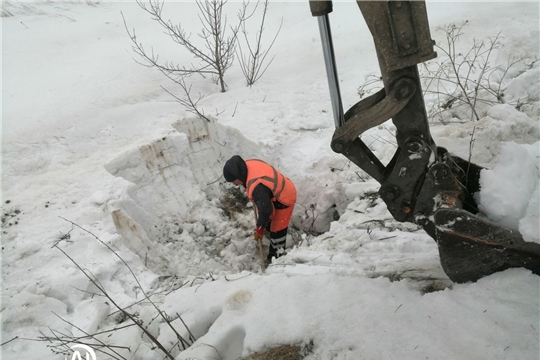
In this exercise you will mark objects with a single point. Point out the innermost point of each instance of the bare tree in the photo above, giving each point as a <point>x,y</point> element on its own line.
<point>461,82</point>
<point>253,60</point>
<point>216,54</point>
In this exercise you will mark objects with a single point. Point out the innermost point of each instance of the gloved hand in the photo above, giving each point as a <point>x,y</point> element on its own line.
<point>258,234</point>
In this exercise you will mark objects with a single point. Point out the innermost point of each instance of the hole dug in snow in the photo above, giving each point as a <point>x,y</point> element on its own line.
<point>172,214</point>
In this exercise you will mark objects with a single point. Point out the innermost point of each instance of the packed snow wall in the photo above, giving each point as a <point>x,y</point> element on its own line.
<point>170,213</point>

--------------------------------

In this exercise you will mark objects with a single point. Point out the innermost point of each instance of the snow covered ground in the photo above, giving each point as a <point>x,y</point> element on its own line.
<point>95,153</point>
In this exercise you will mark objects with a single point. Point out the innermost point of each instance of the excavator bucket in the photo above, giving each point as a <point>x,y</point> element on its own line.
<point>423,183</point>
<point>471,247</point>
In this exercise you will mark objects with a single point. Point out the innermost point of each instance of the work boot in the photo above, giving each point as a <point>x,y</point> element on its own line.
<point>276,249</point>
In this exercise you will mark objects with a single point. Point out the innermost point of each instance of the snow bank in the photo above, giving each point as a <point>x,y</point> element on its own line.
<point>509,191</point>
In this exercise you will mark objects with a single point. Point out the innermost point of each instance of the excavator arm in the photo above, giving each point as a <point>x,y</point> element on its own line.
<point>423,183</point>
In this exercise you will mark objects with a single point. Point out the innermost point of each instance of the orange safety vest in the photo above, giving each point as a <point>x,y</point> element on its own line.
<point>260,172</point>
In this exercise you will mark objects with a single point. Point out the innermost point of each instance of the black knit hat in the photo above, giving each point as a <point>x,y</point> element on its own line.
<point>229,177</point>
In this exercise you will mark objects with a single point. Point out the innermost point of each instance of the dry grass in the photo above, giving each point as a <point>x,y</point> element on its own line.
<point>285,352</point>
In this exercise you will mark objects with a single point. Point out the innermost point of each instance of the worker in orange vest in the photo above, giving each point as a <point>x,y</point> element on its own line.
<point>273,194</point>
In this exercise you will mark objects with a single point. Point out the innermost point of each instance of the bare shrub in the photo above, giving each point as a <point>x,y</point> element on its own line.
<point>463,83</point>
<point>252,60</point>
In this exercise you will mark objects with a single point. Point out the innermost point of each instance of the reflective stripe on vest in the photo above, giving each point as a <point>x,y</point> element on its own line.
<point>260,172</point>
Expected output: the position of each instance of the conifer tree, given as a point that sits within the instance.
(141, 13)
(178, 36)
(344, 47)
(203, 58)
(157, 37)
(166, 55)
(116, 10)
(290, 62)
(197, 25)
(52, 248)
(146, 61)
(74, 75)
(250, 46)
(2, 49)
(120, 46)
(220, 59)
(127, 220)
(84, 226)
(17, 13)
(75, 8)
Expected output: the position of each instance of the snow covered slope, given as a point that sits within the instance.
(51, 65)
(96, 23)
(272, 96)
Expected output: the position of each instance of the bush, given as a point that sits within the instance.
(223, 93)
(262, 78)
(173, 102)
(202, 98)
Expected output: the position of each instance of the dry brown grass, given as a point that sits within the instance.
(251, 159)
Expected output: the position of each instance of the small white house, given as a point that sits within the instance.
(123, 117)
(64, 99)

--------------------------------

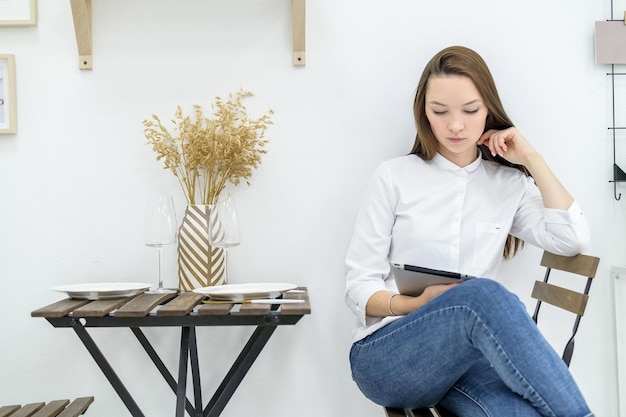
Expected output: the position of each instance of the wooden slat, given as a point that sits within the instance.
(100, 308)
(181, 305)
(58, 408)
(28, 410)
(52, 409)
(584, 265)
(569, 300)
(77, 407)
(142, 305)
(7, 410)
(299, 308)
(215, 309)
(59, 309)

--------------------------------

Task objective:
Arrange the entries from the line containing "the snow bank" through the line containing "<point>509,191</point>" as a Markdown table with the columns Row and Line, numbering each row and leaving out any blank lines.

Response to the task:
| Row | Line |
|---|---|
| 1 | In this exercise you will mark objects with a single point. Point out the innermost point of each instance of the snow bank in the photo above, giving each point as a <point>x,y</point> element on its own line. |
| 2 | <point>509,191</point> |